(Named object pointing rows)
_____

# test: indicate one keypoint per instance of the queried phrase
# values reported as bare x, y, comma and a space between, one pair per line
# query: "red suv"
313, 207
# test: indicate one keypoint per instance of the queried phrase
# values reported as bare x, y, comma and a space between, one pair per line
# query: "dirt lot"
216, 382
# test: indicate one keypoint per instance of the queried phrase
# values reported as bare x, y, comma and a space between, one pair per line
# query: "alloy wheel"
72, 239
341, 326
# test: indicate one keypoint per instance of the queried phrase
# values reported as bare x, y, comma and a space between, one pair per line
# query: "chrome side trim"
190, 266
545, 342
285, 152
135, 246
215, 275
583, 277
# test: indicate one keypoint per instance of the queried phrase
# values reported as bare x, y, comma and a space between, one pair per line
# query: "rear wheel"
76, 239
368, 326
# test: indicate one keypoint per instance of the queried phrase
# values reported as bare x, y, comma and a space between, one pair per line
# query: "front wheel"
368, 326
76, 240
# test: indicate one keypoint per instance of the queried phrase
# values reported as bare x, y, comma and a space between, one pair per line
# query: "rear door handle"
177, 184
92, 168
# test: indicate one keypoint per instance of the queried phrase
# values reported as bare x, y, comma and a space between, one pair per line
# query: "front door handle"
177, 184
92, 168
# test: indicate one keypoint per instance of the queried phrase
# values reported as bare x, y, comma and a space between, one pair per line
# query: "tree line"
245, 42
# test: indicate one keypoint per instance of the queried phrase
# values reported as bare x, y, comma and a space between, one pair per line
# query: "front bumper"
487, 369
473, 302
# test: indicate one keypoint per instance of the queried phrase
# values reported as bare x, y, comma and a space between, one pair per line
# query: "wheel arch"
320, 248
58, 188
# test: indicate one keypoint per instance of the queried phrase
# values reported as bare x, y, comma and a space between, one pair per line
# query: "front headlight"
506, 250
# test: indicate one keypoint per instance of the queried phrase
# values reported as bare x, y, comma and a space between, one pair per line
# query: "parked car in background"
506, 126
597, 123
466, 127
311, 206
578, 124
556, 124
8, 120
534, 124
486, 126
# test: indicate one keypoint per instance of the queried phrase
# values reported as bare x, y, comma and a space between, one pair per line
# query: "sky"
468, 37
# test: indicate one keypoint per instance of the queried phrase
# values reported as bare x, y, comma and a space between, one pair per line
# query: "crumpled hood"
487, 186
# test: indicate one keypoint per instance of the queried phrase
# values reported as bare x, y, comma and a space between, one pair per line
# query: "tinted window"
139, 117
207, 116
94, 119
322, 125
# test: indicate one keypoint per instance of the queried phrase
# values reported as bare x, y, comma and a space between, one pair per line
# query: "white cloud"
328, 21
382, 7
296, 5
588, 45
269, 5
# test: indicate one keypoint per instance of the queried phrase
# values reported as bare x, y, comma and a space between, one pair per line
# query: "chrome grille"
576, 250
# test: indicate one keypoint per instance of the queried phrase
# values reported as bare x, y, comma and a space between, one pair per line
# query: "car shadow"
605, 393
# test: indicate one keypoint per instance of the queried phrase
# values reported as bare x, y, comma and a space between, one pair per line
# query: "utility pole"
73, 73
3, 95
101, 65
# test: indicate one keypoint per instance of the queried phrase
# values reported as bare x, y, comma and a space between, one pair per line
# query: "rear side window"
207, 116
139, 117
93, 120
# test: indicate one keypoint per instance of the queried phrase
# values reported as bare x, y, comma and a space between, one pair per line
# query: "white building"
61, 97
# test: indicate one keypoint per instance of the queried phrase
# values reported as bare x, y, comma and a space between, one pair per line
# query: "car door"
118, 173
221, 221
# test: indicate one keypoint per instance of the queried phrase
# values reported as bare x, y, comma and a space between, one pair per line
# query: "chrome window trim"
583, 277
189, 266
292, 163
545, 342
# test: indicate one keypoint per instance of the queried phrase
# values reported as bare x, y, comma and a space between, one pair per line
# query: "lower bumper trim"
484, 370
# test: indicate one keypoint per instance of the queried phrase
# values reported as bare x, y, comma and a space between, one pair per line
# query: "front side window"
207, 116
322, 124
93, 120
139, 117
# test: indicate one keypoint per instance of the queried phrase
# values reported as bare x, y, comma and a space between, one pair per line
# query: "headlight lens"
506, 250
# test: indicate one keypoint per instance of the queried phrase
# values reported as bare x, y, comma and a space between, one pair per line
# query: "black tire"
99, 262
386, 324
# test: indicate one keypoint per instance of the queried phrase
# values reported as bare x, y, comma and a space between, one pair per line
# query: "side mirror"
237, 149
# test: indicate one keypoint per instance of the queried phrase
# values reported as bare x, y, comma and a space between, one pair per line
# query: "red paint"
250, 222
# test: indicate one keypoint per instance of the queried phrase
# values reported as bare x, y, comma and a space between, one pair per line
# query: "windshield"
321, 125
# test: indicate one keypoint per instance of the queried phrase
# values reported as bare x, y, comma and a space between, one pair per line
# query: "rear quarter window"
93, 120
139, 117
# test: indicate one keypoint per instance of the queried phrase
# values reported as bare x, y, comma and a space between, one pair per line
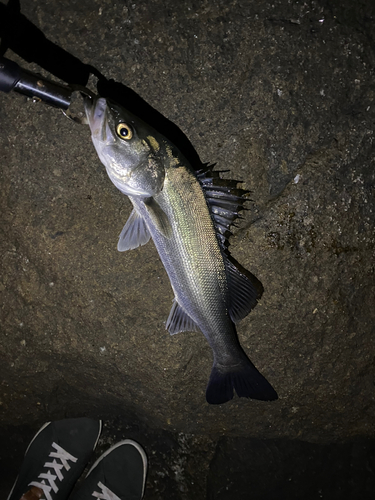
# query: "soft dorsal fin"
243, 292
179, 321
134, 233
224, 199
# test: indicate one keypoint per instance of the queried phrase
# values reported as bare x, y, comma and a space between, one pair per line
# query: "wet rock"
280, 94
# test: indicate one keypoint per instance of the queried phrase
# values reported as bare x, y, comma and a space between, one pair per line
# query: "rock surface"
281, 94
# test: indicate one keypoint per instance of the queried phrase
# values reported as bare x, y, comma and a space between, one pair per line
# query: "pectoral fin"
179, 321
158, 217
134, 233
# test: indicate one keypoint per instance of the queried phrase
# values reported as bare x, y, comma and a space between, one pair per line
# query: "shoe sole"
36, 435
139, 449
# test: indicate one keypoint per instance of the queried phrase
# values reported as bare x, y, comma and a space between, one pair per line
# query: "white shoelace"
105, 494
48, 479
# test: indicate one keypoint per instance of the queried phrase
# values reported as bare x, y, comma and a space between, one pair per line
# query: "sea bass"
187, 213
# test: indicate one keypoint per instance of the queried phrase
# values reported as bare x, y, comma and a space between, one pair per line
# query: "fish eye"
124, 131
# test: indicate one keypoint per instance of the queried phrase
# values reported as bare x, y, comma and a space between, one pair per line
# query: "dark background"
280, 93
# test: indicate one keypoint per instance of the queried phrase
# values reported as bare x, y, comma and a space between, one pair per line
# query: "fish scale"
188, 215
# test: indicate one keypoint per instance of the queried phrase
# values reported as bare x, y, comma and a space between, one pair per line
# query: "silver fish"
188, 215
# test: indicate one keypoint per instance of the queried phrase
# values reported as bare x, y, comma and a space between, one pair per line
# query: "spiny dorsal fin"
134, 233
179, 321
224, 199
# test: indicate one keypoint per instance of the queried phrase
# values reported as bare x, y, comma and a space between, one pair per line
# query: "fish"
188, 214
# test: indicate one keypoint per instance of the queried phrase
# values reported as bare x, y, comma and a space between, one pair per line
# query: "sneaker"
56, 458
119, 474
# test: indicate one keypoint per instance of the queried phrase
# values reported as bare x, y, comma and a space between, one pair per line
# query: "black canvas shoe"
119, 474
56, 458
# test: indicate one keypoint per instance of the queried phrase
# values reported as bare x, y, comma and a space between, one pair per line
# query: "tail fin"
245, 379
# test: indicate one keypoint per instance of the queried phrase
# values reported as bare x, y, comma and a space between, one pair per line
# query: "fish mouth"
97, 113
95, 110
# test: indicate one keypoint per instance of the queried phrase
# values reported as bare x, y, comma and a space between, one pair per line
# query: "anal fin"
179, 321
134, 233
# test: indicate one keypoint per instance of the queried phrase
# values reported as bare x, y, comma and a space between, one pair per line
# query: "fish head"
127, 147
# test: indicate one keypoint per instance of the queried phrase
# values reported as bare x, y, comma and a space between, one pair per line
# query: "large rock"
281, 94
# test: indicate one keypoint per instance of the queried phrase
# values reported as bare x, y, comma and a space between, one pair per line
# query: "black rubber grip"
13, 77
10, 73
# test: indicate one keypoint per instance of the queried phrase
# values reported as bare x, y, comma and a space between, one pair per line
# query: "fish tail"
245, 379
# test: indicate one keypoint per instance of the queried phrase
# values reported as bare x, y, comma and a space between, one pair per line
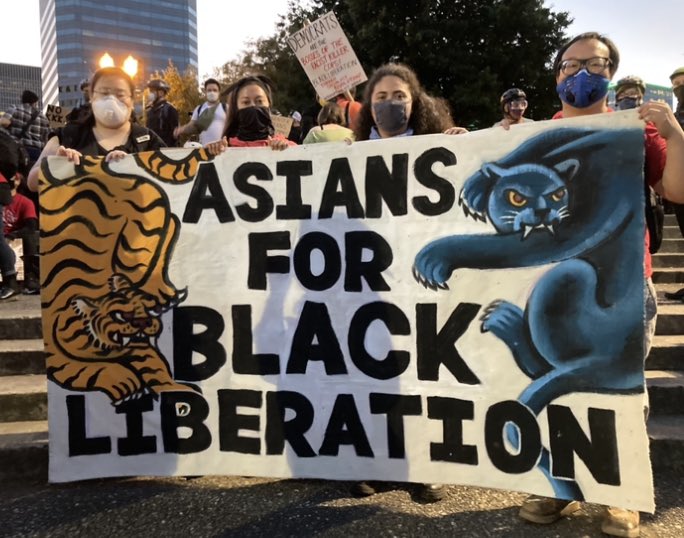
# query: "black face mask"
254, 123
628, 102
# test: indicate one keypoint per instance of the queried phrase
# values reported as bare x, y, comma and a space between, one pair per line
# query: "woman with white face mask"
106, 131
209, 118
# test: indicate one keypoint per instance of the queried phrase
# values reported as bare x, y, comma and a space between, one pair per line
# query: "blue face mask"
583, 89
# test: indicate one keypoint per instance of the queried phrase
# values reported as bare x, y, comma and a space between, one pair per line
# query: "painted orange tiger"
106, 243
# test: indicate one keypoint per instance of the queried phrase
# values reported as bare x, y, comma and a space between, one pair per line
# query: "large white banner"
442, 309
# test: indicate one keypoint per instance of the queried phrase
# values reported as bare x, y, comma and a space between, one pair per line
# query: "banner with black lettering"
440, 309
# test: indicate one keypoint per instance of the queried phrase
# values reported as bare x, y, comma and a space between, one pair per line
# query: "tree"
467, 51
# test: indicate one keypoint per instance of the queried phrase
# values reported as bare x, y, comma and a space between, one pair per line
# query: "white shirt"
215, 131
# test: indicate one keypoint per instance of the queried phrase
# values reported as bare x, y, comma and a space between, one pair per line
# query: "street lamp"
130, 66
106, 60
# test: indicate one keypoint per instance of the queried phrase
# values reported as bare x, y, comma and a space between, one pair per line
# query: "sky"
649, 34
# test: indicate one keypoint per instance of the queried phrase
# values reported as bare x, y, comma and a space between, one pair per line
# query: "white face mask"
110, 112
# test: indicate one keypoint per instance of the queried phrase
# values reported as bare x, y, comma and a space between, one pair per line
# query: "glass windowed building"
14, 79
76, 33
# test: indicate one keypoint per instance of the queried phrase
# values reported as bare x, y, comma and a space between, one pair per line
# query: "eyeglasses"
595, 66
121, 95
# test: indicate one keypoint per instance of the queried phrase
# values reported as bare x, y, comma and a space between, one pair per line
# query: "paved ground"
248, 507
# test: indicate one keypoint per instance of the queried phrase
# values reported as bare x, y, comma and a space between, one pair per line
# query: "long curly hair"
232, 91
429, 115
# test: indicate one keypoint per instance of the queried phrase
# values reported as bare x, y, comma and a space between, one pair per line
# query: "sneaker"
620, 522
31, 287
7, 292
545, 510
363, 489
432, 492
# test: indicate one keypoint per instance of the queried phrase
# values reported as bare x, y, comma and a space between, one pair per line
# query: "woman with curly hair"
396, 104
248, 120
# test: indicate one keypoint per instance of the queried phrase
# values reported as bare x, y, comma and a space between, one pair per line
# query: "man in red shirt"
21, 221
584, 67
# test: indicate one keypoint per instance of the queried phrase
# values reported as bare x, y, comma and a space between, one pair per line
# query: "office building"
75, 34
14, 79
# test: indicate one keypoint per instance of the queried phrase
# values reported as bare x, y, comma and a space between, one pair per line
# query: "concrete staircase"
23, 388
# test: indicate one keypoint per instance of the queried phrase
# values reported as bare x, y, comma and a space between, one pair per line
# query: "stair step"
671, 231
666, 435
24, 451
22, 357
670, 318
667, 353
665, 391
668, 259
23, 397
672, 245
667, 275
20, 318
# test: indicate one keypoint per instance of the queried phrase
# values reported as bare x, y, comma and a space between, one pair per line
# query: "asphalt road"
257, 507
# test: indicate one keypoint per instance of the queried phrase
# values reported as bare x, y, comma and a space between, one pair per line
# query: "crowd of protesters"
394, 104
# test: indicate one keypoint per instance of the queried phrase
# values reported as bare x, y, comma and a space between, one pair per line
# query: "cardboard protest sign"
56, 115
328, 59
281, 124
453, 309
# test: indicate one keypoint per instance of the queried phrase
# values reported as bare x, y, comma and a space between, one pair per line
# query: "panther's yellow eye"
558, 195
516, 199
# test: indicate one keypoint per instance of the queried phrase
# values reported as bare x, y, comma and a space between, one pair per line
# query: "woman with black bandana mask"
395, 104
248, 121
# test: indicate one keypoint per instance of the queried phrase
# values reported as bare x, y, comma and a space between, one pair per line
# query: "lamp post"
106, 60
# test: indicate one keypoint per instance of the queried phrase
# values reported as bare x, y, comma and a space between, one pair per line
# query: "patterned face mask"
583, 89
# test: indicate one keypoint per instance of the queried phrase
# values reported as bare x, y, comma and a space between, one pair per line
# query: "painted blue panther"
560, 197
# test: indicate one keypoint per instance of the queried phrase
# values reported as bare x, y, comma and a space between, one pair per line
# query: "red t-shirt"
17, 213
655, 154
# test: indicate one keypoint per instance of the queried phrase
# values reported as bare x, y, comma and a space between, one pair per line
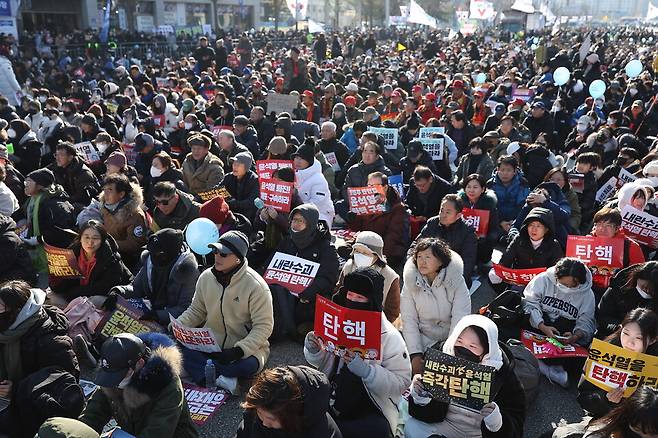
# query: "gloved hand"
227, 356
358, 366
493, 419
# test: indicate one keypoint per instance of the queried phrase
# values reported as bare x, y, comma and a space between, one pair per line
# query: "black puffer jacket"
316, 421
108, 272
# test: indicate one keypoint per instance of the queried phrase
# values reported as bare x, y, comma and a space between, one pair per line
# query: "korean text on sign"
449, 378
277, 194
366, 200
543, 349
519, 277
640, 226
341, 329
266, 168
293, 273
609, 366
478, 219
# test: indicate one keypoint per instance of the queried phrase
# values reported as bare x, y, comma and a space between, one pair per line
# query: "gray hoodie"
544, 298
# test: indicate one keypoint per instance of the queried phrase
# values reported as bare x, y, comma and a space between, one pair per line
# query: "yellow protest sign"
609, 366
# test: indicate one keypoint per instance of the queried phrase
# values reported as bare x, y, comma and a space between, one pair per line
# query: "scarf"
10, 349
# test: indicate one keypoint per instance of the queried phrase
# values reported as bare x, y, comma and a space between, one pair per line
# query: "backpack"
526, 368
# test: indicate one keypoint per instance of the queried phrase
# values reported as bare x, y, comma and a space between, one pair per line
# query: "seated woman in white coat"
365, 392
434, 297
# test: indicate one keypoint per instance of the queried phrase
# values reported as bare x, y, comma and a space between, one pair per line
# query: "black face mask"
466, 354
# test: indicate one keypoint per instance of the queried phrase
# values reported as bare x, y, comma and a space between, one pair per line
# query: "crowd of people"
114, 158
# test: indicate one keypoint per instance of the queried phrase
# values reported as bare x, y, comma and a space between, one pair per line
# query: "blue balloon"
200, 233
597, 88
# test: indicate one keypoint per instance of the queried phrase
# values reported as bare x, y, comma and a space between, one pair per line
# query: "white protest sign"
390, 136
199, 339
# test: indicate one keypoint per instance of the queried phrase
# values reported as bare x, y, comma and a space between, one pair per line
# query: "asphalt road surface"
552, 404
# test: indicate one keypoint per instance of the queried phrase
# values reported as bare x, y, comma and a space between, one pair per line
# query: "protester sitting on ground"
233, 301
475, 339
434, 297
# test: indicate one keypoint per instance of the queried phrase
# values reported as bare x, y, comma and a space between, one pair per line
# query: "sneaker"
228, 383
81, 348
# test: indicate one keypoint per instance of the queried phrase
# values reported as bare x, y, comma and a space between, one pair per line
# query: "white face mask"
363, 260
642, 293
155, 172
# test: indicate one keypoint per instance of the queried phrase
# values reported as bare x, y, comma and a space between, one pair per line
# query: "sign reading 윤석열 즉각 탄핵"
342, 330
459, 381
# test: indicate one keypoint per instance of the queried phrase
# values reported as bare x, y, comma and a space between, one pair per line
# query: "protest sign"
62, 262
366, 200
545, 348
199, 339
214, 193
606, 190
87, 151
293, 273
277, 194
397, 183
341, 329
640, 226
390, 136
281, 103
266, 168
459, 381
125, 319
478, 219
519, 277
609, 366
625, 177
203, 402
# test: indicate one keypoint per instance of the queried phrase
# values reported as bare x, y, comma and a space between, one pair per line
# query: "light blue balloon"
561, 75
634, 68
597, 88
200, 233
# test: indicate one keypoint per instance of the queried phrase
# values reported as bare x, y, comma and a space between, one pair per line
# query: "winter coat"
544, 302
15, 262
208, 175
511, 198
153, 404
387, 378
179, 289
313, 188
78, 180
430, 311
108, 272
520, 254
460, 236
316, 421
239, 315
127, 224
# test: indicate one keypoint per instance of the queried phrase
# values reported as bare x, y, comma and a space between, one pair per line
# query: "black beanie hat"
43, 177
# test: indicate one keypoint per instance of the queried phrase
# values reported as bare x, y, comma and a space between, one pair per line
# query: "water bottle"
211, 376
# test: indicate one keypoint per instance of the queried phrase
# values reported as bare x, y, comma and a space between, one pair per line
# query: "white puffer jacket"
314, 189
430, 312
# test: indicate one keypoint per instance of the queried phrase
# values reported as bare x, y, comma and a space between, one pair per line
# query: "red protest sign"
478, 219
293, 273
341, 329
542, 348
519, 277
277, 194
265, 168
366, 200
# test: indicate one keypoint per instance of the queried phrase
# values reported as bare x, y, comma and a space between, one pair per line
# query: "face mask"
642, 293
362, 260
155, 172
466, 354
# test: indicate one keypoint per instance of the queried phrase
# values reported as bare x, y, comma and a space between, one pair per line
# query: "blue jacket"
510, 198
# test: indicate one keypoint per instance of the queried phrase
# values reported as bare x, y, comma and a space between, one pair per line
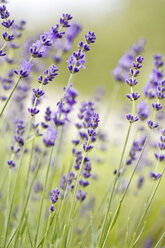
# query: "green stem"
123, 197
149, 204
114, 185
8, 99
43, 195
4, 45
27, 199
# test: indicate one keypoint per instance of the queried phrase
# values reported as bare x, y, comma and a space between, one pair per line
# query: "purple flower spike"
134, 96
8, 37
155, 176
157, 106
49, 75
132, 118
50, 137
143, 111
38, 93
52, 209
2, 53
160, 157
3, 12
140, 182
83, 183
152, 125
26, 68
64, 21
11, 163
54, 195
33, 111
8, 23
90, 37
81, 196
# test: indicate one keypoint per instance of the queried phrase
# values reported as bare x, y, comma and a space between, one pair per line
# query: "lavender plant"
55, 190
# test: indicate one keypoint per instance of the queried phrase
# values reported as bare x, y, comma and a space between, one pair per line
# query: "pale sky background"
41, 11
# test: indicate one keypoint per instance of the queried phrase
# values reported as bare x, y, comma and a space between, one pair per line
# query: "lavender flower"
25, 69
65, 106
81, 196
50, 137
77, 60
134, 72
143, 111
121, 72
54, 198
155, 176
49, 75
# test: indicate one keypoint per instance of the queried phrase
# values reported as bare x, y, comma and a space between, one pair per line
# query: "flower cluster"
19, 142
65, 45
77, 60
7, 23
143, 110
87, 134
40, 48
65, 106
153, 89
160, 157
25, 69
49, 75
121, 72
134, 72
55, 194
136, 147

_____

Task requirements: Pull out every line of the rows above that contains the string "surface". Copy each of those lines in full.

Written reply:
# query: "rock surface"
# query: "asphalt road surface"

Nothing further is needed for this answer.